Short task ▸
Reproduce every line of the listing below without changing anything.
— Start The input —
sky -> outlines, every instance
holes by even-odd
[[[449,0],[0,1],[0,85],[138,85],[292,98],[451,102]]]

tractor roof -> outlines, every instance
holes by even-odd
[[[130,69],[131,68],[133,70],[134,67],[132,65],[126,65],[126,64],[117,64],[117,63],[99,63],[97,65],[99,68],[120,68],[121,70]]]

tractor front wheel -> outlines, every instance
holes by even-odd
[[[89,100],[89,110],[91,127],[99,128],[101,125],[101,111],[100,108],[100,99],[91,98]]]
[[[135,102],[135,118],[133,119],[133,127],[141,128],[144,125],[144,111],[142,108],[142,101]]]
— End The input —
Exercise result ▸
sky -> outlines, every instance
holes by even-odd
[[[449,0],[0,1],[0,85],[138,85],[292,98],[451,102]]]

tractor roof -> outlines, every instance
holes by even-odd
[[[130,69],[131,68],[133,70],[134,67],[132,65],[126,65],[126,64],[117,64],[117,63],[99,63],[97,65],[99,68],[120,68],[121,70]]]

tractor front wheel -> outlines, every instance
holes by even-odd
[[[89,100],[89,110],[91,127],[99,128],[101,125],[101,111],[100,108],[100,99],[91,98]]]
[[[135,102],[135,118],[133,119],[133,127],[141,128],[144,125],[144,111],[142,108],[142,101]]]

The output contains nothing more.